DEINE AUFGABE:
Schreib den Textauszug beginnend mit „Witali Manski: Eines“ und weiter bis einschließlich „würde emotional überreagieren.“ noch einmal ab. Tausche darin „unausweichlich“ gegen „unvermeidlich“ aus.

TEXTAUSZUG:
Russischer Dokumentarfilmer: „Bereit, auf Jazz zu verzichten“

Witali Manski ist eine Stimme aus dem Exil, die auf die Missstände in der russischen Gesellschaft und die Macht des Putinschen Medienapparates hinweist.

Ein Mann mit grauem Vollbart und einem T-Shirt, auf dem "Kharkiv" steht, sitzt an einem Tisch in einer Hafenanlage

Witali Manski, russischer Filmemacher, seit 2014 in Lettland Foto: Barbara Oertel

taz: Herr Manski, Sie leben bereits seit 2014 in Lettland. Wie blicken Sie auf den aktuellen Krieg Russlands gegen die Ukraine?

ist in Lwiw geboren und aufgewachsen. Er hat in Moskau Kamera studiert und beschäftigt sich seit Längerem in seinen Dokumentar­filmen mit autoritären Regimen und der sowjetischen Geschichte. Unter dem Eindruck der Ereignisse um die Annexion der Krim siedelte er 2014 von Russland nach Riga um.

Witali Manski: Eines mal vorweg: Ich lebe seit 2014 hier, weil der Krieg für mich schon 2014 begonnen hat. Viele haben mich damals nicht verstanden, als ich gesagt habe, der Krieg, den wir jetzt haben, sei unausweichlich. Selbst meine liberalen Kol­le­g*in­nen in Russland haben mir vorgeworfen, ich würde emotional überreagieren.

Viele von ihnen sind jetzt übrigens auch emigriert. Bis dahin haben sie erfolgreich Filme, Serien oder sonst irgendetwas für die russische Fernsehindustrie gemacht. Aber auch viele Let­t*in­nen konnten damals nicht nachvollziehen, warum ich Russland verlassen habe. Sie fragten, warum ich in dieses kleine langweilige Lettland gekommen sei.

Der Kriegsausbruch am 24. Februar hat Sie also nicht wirklich überrascht?

Überrascht hat mich die Form. Auch wenn es zynisch klingt: Ich dachte, ein derartiger Krieg alter Schule mit Panzerangriffen und Bombardierungen sei im 21. Jahrhundert nicht mehr möglich. So ein primitiver Krieg, wie wir ihn aus Geschichtsbüchern über die Ereignisse der letzten Jahrhunderte kennen.

Putin nennt ja als Grund die Befreiung der Ukraine vom Faschismus …

Die russische Gesellschaft ist hypnotisiert. Sie müsste aufgeweckt werden

Man stelle sich vor, Putin hätte diesen Krieg mit dem Argument gerechtfertigt, Russland wolle seine Einflusszone in Europa ausdehnen. Hätte die russische Gesellschaft diese Pille geschluckt? Keinesfalls. Damit das passiert, musste diese Pille möglichst süß sein. Was ist für die russische Gesellschaft das Schrecklichste? Der Faschismus. Und was ist das Größte? Der Sieg über den Faschismus. Putin benutzt diese beiden Marken, um seine wahren Ziele durchzusetzen. Er bemäntelt sie mit diesen Kleidungsstücken. Das ist absolut zynisch, doch einen anderen Ausweg hat er nicht.

DATENSATZ:
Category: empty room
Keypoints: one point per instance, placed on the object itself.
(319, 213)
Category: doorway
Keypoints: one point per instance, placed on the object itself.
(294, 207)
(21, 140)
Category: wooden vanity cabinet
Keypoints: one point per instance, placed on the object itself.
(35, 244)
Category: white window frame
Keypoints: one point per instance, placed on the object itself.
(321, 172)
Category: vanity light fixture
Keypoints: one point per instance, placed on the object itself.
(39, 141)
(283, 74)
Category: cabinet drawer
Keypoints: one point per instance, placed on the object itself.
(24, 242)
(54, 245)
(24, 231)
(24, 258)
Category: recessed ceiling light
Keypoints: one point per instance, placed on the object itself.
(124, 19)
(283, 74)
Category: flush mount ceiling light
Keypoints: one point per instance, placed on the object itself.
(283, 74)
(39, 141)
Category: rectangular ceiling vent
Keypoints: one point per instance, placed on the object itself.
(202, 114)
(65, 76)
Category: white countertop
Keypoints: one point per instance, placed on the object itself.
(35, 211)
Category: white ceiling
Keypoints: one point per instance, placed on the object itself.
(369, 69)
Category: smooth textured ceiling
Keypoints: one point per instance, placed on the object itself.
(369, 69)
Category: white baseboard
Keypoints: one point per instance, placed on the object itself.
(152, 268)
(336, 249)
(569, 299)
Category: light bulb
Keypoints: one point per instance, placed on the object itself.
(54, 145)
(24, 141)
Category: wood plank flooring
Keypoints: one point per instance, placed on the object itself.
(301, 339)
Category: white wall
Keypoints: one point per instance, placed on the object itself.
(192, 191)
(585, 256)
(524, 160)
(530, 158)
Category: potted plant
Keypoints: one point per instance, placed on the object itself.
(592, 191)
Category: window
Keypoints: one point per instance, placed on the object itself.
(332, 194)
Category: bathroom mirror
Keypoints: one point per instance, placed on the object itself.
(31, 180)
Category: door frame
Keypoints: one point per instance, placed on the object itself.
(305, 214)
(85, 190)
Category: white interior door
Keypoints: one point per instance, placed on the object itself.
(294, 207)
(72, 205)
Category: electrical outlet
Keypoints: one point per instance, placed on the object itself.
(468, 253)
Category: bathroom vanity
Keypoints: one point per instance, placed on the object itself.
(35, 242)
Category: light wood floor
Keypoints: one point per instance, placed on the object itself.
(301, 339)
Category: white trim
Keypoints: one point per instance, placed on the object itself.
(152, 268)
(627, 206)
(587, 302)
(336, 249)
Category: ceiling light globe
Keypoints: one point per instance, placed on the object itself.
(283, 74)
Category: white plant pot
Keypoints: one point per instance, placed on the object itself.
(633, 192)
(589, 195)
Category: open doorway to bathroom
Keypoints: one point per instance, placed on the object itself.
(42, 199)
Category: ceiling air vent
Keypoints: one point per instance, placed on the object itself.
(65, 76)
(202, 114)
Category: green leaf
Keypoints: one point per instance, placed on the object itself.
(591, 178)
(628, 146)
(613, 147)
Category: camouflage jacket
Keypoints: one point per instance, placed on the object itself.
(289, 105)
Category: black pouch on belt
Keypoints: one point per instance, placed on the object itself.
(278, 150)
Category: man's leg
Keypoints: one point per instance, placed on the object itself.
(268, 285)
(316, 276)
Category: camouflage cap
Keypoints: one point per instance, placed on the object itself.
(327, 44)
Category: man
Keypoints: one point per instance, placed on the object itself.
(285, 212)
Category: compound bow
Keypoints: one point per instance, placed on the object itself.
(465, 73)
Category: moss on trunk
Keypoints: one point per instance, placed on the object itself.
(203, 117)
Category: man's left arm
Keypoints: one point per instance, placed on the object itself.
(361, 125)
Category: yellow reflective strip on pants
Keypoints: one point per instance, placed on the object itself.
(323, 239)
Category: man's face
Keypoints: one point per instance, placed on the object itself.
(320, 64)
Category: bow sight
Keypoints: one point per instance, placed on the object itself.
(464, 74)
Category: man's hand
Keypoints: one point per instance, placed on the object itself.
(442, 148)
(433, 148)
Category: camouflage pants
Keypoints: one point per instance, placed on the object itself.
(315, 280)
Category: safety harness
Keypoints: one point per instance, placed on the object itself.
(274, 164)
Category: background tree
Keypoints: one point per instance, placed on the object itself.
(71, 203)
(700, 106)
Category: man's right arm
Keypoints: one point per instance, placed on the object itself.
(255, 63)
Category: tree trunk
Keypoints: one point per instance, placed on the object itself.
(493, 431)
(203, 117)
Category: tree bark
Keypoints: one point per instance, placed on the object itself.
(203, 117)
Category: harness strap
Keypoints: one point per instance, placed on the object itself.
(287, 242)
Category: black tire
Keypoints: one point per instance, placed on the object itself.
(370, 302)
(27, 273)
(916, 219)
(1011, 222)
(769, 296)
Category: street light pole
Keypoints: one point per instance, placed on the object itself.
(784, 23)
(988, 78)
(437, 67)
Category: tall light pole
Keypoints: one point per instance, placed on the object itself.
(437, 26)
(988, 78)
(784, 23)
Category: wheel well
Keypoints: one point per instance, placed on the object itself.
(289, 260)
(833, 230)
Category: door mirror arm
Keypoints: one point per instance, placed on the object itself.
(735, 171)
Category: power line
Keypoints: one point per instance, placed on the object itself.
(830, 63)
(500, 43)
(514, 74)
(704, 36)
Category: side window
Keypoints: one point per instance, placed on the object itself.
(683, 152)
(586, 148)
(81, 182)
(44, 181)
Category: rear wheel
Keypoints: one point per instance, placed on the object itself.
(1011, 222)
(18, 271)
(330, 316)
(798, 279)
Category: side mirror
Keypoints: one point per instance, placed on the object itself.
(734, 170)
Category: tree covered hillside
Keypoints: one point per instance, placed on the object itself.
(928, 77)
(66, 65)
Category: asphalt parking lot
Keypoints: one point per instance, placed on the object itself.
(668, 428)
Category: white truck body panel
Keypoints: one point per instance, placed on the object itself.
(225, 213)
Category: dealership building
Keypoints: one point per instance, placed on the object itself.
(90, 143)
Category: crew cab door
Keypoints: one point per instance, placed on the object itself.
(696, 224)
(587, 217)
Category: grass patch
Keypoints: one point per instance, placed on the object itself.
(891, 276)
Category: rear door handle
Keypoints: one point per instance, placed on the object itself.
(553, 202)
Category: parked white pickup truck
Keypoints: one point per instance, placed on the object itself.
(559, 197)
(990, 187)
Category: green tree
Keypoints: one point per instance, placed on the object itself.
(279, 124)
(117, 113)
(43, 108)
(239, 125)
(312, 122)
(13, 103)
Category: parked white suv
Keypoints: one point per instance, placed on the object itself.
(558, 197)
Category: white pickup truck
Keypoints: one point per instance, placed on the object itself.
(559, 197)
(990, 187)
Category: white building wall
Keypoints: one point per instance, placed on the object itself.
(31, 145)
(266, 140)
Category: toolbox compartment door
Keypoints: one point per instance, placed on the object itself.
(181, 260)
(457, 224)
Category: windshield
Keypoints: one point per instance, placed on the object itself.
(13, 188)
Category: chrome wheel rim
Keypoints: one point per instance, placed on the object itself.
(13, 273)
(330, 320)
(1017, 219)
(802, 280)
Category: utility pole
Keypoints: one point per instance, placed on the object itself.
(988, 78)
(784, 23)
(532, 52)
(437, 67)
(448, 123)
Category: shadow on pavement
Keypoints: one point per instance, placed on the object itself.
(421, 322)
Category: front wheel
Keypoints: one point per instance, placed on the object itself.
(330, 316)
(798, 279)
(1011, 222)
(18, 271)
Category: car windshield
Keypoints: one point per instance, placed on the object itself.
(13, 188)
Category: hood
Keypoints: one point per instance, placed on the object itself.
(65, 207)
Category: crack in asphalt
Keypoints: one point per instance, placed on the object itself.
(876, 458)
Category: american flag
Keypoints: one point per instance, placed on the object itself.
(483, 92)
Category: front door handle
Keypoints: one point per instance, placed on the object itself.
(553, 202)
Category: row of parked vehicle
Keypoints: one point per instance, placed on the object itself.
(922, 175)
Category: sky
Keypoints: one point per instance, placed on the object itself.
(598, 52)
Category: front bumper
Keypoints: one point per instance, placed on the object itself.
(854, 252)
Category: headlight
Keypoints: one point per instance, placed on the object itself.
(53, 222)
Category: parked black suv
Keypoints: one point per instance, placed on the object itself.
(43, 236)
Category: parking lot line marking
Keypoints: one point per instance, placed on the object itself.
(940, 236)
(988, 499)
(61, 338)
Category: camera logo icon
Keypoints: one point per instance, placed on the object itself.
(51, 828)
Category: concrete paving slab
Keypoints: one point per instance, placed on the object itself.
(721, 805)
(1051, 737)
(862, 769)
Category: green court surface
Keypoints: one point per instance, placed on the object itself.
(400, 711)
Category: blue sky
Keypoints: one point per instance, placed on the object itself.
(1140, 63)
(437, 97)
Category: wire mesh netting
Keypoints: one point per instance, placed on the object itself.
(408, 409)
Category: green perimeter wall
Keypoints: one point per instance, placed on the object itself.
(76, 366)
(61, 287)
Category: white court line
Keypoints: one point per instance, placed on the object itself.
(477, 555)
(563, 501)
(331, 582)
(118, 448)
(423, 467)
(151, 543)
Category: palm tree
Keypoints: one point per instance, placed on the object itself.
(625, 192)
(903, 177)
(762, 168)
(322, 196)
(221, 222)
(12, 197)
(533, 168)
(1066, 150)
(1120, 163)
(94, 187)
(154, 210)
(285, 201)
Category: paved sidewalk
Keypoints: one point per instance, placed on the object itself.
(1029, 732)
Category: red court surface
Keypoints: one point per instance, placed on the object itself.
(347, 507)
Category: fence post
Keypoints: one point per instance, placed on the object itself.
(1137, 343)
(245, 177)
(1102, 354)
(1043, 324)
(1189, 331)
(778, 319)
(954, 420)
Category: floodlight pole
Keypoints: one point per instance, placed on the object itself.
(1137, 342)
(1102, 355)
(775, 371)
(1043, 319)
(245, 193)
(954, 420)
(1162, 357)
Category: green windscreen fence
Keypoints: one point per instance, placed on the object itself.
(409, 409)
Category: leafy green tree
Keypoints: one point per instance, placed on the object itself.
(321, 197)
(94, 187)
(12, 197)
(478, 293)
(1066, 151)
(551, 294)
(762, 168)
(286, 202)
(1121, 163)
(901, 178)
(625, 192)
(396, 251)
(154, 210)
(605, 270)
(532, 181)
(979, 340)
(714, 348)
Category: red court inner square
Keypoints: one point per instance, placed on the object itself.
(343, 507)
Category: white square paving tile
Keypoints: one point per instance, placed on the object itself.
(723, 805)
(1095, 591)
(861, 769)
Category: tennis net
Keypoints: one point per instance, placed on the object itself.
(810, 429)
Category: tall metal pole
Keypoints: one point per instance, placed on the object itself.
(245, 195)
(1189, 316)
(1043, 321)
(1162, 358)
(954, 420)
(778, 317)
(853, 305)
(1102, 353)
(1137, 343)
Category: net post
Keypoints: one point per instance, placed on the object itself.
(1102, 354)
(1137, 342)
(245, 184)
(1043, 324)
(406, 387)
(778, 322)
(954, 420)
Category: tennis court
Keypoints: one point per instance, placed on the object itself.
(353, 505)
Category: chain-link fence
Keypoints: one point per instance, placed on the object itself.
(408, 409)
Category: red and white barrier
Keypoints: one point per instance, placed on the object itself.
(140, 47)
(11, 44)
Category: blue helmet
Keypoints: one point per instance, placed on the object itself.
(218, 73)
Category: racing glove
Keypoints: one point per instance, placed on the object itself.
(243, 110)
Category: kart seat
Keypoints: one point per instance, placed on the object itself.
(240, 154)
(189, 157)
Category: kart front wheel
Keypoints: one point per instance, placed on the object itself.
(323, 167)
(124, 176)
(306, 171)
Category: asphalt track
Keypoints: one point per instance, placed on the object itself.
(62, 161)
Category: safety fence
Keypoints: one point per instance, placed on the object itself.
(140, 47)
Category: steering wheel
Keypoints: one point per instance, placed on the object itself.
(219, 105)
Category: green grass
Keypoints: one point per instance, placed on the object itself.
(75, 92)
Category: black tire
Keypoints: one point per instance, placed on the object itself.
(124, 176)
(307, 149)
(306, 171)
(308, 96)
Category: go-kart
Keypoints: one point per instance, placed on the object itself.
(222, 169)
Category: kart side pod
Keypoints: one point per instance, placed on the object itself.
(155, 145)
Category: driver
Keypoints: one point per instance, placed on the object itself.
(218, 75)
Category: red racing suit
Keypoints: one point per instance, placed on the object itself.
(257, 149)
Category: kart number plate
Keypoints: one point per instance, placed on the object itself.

ANTWORT ZUR AUFGABE:
Witali Manski: Eines mal vorweg: Ich lebe seit 2014 hier, weil der Krieg für mich schon 2014 begonnen hat. Viele haben mich damals nicht verstanden, als ich gesagt habe, der Krieg, den wir jetzt haben, sei unvermeidlich. Selbst meine liberalen Kol­le­g*in­nen in Russland haben mir vorgeworfen, ich würde emotional überreagieren.